* _Page text_
______

First of all, I don't know why you're not using spoiler tags, as you're blatantly spoiling the entire twist ending super early in the thread, for all to see, barely a week after the movie's release.
As to your two main points…
1) Pop Benitez's intersex gender would ABSOLUTELY matter to someone like Pope Tedesco, along with damn near every other ultra conservative Catholic on the planet, who wouldn't be in favor of such a nomination. The entire point of the movie is that Benitez is, as evidence by his third-act speech, the only "pure" candidate in spirit, his intentions, etc. He's not coveting/gunning for the position like everyone else, he didn't make a deal with Tremblay, he's the only one in any real danger, out in the world walking the walk, risking his life, etc. Clearly, he's the best man for the job, and the movie is using his character to show how ridiculously stupid it is for the Catholic Church to discriminate based on sex, against an otherwise perfect candidate who would be ruled out because he's not technically a man. You're right, it's 100% about "subterfuge and a gotcha" because that's the only means the "underdogs" have to fight such entrenched, reductive, archaic ideas. What would you have Benitez do? Come clean to, say, Tedesco and "honestly argue his point"? Because everyone and their dog knows that wouldn't move the needle "forward." Benitez would be on a plane back to Kabul faster than you could say "laparoscopic hysterectomy," if not removed from his position altogether. All because of some dumb, arbitrary rule.

______

Print the passage of the movie post starting at "First of all, I" and ending at "the movie's release.". The listing comes from a different source than the post.

* _Data extract_
______

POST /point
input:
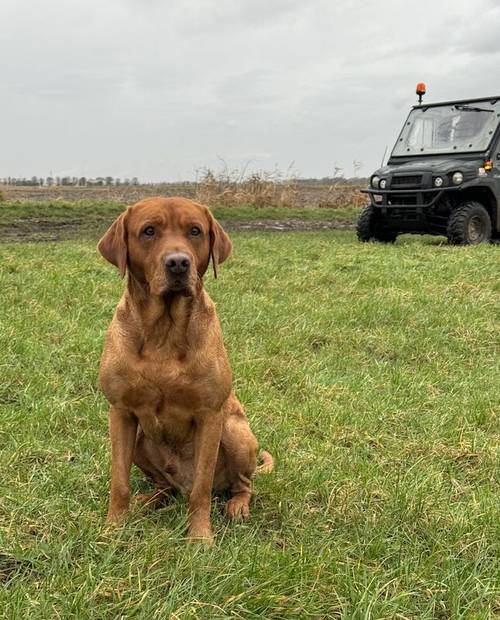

______

* _Answer to this task_
First of all, I don't know why you're not using spoiler tags, as you're blatantly spoiling the entire twist ending super early in the thread, for all to see, barely a week after the movie's release.